═══ Input

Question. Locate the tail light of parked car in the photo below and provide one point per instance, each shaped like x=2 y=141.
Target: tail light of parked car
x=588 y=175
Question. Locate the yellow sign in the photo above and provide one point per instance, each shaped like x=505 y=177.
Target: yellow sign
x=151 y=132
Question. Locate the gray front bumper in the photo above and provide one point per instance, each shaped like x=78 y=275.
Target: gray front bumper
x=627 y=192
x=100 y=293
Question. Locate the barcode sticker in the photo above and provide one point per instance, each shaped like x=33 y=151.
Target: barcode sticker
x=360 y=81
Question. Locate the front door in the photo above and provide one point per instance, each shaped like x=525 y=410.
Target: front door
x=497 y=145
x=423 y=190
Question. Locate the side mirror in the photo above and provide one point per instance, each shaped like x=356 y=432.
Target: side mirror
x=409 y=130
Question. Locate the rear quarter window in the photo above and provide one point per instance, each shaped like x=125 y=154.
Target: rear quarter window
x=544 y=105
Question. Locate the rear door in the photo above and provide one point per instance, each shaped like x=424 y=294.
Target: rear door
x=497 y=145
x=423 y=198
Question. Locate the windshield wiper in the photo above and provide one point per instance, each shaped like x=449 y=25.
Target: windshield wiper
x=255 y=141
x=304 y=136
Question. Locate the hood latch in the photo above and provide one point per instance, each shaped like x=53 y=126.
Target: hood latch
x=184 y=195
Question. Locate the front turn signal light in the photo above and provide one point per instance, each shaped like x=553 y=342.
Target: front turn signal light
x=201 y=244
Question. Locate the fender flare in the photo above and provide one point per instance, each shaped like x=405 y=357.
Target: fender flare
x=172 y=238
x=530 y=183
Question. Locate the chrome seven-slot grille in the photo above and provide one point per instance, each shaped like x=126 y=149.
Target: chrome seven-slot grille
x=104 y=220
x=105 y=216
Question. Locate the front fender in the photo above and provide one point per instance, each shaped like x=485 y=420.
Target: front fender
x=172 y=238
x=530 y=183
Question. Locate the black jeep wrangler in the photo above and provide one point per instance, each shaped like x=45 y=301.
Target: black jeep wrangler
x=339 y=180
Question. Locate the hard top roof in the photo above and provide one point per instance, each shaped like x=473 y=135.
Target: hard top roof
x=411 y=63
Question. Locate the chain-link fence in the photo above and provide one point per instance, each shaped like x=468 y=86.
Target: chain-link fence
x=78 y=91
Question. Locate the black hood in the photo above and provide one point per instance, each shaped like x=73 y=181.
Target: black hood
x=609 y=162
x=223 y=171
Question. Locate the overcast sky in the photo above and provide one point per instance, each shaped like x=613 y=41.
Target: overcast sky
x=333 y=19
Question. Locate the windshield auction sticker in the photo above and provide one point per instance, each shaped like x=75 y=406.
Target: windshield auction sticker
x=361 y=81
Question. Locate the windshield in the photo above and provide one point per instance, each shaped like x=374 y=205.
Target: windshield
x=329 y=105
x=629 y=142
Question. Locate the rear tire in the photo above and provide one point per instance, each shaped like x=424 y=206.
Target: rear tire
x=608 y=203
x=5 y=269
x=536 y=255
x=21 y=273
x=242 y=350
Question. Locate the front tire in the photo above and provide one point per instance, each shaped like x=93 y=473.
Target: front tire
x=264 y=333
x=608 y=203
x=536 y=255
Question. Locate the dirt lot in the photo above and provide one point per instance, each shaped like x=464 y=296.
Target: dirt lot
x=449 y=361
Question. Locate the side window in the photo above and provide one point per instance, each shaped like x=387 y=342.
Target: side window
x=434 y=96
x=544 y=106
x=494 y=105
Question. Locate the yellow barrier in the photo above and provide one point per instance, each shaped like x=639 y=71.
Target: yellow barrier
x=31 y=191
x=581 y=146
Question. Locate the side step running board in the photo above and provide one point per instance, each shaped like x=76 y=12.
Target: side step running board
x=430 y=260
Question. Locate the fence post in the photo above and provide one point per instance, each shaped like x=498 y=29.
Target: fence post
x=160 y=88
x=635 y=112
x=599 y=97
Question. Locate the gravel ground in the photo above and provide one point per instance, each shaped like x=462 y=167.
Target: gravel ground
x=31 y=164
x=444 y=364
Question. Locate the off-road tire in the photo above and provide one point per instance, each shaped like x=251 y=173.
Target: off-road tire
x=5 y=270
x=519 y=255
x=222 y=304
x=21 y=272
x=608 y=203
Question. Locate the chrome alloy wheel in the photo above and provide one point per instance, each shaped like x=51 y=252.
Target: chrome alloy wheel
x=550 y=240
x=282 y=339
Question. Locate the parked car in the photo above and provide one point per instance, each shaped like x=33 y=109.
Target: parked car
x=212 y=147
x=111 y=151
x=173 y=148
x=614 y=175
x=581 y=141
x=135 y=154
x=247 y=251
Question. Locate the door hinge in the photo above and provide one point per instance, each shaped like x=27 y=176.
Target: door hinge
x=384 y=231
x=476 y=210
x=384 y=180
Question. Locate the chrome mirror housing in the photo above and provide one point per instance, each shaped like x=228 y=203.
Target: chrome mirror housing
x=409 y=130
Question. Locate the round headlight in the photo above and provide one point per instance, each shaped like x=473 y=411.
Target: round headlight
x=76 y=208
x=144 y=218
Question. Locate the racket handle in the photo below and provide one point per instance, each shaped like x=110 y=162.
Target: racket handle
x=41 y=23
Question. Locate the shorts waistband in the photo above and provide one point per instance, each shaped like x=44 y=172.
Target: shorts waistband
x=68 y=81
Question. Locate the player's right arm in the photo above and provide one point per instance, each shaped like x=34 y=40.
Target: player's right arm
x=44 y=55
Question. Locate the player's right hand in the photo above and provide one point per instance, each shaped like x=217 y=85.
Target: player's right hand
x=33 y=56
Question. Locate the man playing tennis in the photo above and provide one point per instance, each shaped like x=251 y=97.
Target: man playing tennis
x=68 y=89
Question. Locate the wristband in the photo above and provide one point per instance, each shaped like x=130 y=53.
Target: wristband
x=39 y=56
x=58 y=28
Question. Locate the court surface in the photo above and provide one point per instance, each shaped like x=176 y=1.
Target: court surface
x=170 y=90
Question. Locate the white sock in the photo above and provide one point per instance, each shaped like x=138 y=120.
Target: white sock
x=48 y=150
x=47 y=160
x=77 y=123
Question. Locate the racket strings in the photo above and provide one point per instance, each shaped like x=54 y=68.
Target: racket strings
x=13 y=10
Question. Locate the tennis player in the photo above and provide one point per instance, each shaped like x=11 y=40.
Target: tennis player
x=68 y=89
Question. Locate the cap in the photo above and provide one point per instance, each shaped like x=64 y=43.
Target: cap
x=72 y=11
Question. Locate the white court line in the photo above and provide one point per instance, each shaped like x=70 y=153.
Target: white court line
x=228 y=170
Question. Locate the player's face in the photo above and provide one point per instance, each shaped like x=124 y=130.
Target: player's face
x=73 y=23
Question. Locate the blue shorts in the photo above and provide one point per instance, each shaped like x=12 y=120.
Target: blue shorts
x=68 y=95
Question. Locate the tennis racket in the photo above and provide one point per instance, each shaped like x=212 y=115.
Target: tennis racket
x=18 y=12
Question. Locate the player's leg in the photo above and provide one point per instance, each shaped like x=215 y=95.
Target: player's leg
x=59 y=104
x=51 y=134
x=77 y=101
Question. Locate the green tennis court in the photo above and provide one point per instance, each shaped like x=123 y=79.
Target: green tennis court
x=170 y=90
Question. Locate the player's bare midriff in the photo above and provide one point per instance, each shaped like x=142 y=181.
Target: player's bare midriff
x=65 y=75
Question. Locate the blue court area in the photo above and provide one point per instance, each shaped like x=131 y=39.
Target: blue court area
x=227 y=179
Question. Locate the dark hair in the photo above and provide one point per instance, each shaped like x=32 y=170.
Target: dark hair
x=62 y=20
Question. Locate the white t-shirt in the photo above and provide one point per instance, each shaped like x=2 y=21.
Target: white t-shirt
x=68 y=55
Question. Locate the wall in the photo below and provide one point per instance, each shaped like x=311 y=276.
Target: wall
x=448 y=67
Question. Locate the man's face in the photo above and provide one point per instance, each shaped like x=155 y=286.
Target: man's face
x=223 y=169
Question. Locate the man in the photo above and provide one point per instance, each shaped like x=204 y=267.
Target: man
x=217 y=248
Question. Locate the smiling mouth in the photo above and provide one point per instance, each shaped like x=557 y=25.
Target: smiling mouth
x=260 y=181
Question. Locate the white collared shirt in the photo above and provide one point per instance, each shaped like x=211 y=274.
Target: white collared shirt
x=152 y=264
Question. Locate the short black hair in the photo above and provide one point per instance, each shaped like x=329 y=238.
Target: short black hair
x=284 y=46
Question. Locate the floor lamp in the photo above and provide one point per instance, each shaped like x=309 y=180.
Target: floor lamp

══════

> **Problem details**:
Give the lines of the material above as a JSON list of strings, one per line, with blank lines left out, starting at the line that contains "Question. Locate the blue court" and ending with the line that contains "x=217 y=248".

> **Correct output**:
[
  "Question. Locate the blue court area in the photo above and provide one point per instance, each shaped like x=131 y=39.",
  "Target: blue court area",
  "x=227 y=179",
  "Question. Locate the dark hair in the photo above and provide one point per instance, each shaped like x=32 y=170.",
  "Target: dark hair",
  "x=62 y=20",
  "Question. Locate the white t-shirt in the photo above and provide one point per instance, each shaped like x=2 y=21.",
  "Target: white t-shirt",
  "x=68 y=55",
  "Question. Locate the wall in the photo below and provide one point per instance, each shaped like x=311 y=276.",
  "Target: wall",
  "x=448 y=67",
  "Question. Locate the man's face in the photo above and provide one point per instance, each shaped like x=155 y=286.",
  "Target: man's face",
  "x=223 y=169",
  "Question. Locate the man in the photo above and provide one point per instance, each shaped like x=204 y=267.",
  "Target: man",
  "x=217 y=248"
]